> _SOURCE EXTRACT_

***

When Interest Costs are Recoverable - "Interest" Cost Principle

(Editor’s Note. We have encountered numerous instances of auditors identifying a cost as "interest" or "tantamount to interest" and alluding to the interest cost principle, disallowing the cost. The following describes instances of when unallowable "interest costs" are not unallowable and is based on an article by Neil O’Donnell and Patricia Meagher of the law firm of Rodgers, Joseph, O’Donnell and Quinn in the October 1998 issue of the CP&A REPORT.)

Much of the common wisdom that interest is not recoverable stems from the cost principle "Interest and other financial costs" now appearing at FAR 31.205-20. The text reads as follows:

"Interest on borrowings (however represented); bond discounts; costs of financing and refinancing capital (net worth plus long-term liabilities), legal and professional fees paid in connection with preparing prospectuses, costs of preparing and issuing stock rights, and directly associated costs are unallowable except for interest assessed by State or local taxing authorities under conditions specified in 31.205-41 (Taxes)".

While the principle does restrict recovery of interest as a contract cost, the principle contains an important limitation: it prohibits the recovery of interest on borrowing, not interest recovery in general. In addition, the prohibition against interest on borrowing is offset in part by the recognition of the cost of money invested in capital covered by Cost Accounting Standards 414 and 417. Though we will not discuss these here, they provide the opportunity to recover imputed interest cost incurred as a result of contract performance in another form.

The regulatory history of the "interest" cost principle as well as recent interpretations in two cases indicate there are opportunities to recoup interest costs in contract performance.

***

> _STORED ROWS_
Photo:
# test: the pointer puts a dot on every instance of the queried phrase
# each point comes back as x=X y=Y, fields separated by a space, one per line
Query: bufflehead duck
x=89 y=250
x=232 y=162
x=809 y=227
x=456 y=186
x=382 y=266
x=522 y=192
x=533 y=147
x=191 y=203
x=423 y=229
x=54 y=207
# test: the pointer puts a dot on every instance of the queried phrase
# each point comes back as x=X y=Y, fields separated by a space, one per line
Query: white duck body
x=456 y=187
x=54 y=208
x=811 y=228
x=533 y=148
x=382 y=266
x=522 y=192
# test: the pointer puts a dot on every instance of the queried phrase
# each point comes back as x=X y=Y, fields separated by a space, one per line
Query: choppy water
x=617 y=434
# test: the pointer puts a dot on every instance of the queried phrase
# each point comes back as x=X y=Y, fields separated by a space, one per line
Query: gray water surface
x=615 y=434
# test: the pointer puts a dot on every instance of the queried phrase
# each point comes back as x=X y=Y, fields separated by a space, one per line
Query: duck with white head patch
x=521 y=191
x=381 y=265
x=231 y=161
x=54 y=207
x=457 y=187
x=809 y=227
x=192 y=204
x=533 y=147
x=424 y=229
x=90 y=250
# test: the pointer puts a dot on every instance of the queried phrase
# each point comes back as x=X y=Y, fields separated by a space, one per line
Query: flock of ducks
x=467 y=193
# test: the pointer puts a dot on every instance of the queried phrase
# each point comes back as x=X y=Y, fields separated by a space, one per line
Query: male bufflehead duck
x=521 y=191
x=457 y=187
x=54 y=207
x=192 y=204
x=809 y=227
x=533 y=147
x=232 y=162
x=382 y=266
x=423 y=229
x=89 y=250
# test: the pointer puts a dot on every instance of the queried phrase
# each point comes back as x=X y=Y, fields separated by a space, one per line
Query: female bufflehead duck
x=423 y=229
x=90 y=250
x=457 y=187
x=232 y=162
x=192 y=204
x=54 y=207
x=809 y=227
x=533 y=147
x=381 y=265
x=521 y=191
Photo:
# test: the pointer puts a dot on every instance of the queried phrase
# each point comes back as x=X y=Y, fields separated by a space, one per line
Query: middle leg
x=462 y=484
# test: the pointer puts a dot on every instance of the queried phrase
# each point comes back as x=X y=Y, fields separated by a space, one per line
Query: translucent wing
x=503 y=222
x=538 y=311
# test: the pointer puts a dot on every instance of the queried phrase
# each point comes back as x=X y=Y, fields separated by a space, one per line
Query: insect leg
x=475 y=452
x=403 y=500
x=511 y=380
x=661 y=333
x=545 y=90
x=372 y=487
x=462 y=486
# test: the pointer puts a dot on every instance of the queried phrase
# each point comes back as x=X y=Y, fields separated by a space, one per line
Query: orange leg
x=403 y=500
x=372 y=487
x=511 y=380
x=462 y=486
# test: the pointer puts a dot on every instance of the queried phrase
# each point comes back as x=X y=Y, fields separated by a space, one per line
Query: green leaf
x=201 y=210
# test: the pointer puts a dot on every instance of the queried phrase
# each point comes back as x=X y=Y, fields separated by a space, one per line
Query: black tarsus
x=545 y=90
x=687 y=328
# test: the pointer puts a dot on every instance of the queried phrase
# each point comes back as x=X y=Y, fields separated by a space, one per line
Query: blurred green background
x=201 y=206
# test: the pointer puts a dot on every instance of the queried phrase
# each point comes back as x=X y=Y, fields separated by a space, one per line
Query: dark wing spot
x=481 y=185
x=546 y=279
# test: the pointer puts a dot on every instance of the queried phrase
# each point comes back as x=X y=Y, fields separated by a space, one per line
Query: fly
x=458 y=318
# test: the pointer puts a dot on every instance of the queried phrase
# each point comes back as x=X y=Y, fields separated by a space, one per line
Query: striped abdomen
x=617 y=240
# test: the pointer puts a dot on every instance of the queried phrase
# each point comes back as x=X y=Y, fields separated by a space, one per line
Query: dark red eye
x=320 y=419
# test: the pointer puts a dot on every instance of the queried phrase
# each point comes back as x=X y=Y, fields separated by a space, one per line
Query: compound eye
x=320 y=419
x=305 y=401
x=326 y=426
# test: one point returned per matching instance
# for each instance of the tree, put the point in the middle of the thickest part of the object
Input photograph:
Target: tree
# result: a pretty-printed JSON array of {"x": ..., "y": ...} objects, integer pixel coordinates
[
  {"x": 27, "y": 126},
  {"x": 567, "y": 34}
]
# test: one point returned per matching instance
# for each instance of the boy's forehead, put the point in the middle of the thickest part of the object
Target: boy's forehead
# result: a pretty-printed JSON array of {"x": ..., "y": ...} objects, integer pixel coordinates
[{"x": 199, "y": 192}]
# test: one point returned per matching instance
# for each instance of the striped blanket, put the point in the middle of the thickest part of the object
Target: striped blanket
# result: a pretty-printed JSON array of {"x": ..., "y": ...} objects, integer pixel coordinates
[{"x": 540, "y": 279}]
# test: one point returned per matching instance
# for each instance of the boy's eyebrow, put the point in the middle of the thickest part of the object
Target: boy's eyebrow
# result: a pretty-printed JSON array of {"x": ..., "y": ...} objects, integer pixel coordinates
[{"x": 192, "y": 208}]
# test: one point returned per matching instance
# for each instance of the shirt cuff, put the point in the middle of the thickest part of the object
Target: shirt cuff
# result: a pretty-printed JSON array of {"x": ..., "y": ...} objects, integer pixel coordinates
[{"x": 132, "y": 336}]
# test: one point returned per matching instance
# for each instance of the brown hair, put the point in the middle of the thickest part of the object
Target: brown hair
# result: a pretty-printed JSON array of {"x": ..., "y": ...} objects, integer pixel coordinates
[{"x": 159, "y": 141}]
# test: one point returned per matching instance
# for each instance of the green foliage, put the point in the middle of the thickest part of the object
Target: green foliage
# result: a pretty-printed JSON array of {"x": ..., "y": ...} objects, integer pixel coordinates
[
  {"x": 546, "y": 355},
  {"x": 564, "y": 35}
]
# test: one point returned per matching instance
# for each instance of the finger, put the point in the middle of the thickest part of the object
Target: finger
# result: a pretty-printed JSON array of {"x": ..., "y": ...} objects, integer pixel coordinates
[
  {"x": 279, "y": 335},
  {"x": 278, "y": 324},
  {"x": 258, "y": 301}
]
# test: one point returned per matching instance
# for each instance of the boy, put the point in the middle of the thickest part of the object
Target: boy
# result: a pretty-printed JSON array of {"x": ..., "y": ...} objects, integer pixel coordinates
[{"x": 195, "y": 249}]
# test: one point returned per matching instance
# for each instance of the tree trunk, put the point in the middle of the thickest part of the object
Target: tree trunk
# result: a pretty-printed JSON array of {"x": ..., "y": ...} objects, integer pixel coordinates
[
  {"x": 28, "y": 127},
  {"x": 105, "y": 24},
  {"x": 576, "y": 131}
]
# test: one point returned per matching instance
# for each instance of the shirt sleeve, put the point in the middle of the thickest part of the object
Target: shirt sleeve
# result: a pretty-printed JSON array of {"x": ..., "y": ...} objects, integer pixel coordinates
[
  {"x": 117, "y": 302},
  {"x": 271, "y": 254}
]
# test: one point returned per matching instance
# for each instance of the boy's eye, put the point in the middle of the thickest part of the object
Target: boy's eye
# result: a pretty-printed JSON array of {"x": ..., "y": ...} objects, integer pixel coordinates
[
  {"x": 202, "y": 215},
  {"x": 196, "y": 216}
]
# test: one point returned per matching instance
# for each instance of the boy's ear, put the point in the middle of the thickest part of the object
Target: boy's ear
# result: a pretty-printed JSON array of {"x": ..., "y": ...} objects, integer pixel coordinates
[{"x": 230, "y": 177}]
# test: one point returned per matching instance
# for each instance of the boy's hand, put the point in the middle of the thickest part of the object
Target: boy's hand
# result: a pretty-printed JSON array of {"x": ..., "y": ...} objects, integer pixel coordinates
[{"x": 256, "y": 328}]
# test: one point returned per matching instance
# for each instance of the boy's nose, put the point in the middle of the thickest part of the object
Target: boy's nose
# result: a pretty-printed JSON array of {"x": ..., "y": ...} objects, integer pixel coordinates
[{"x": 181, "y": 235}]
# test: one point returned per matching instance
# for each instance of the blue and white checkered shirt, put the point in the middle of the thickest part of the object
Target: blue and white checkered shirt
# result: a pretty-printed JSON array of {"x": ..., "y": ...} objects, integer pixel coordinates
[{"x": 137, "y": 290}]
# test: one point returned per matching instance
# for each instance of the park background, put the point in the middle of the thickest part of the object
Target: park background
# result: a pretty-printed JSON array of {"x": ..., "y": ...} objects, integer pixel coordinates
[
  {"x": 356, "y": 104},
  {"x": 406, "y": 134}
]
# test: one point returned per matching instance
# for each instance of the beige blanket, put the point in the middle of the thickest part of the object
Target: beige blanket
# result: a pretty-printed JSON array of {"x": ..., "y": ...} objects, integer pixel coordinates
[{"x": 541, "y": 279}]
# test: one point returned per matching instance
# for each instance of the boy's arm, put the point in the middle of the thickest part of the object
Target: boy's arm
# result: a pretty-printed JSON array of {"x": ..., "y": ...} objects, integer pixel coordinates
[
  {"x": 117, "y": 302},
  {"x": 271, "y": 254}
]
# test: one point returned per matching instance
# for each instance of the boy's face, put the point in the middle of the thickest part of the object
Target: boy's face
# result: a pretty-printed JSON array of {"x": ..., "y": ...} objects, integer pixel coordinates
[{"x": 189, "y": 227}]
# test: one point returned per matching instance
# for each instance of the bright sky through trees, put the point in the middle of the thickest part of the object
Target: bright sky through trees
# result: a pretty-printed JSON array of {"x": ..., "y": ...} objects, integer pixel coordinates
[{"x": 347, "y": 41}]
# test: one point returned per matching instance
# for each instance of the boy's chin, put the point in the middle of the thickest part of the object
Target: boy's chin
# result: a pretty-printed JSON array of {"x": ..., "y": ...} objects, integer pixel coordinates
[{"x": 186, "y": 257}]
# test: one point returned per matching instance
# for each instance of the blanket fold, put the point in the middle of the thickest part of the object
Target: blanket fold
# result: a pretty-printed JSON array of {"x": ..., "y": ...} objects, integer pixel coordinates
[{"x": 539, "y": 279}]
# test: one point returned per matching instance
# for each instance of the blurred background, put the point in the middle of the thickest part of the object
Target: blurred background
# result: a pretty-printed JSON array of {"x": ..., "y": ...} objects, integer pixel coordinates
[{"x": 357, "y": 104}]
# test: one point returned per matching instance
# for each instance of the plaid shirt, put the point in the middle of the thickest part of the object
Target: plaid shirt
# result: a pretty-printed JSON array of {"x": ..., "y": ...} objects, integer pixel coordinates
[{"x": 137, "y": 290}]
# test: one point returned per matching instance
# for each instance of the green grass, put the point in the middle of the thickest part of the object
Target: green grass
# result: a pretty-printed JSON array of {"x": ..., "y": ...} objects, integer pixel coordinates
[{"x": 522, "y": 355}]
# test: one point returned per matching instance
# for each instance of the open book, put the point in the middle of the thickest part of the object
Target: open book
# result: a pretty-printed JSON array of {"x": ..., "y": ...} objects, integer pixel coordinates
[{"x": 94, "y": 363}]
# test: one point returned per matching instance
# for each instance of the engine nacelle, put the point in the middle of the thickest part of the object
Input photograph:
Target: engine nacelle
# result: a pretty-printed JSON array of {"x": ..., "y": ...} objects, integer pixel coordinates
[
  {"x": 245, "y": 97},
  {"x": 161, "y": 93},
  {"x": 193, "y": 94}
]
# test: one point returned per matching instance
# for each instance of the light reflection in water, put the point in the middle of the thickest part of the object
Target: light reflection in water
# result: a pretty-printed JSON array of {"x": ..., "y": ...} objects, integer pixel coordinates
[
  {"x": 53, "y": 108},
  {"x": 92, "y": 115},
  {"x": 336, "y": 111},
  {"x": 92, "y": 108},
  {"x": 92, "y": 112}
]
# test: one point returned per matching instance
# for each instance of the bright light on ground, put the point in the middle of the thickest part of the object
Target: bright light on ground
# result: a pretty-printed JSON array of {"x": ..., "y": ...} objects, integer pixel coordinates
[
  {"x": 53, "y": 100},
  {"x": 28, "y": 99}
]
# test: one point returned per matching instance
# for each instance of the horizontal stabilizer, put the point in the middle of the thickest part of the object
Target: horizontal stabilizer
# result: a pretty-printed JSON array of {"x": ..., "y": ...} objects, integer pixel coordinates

***

> _WORK TO DO_
**a)** Decide whether each statement agrees with the passage about recoverable interest costs, answering yes or no and quoting the words that settle it: (i) The cost principle bars the recovery of interest in general. (ii) Interest assessed by State or local taxing authorities is an exception to the unallowable costs. (iii) The passage goes on to discuss Cost Accounting Standards 414 and 417.
**b)** Answer from the passage about recoverable interest costs:
(i) At what FAR section does the "Interest and other financial costs" principle now appear?
(ii) In which issue of which publication did the underlying article appear?
(iii) In how many cases do recent interpretations point to chances to recoup interest costs?
Rely on the passage about recoverable interest costs and nothing else.

> _RESPONSES BY TASK_
**a)**
(i) No: "it prohibits the recovery of interest on borrowing, not interest recovery in general"
(ii) Yes: "except for interest assessed by State or local taxing authorities under conditions specified in 31.205-41 (Taxes)"
(iii) No: "Though we will not discuss these here"

**b)**
(i) FAR 31.205-20
(ii) The October 1998 issue of the CP&A REPORT
(iii) Two